==== INPUT ====

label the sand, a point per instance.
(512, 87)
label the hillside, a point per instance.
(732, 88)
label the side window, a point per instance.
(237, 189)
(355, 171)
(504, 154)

====

Return every one of the entries above line for line, changing nothing.

SOLUTION TO THIS PROBLEM ▸
label the sand, a point per instance.
(512, 87)
label the hillside, a point per instance.
(732, 88)
label the side window, a point per instance.
(237, 189)
(355, 171)
(504, 154)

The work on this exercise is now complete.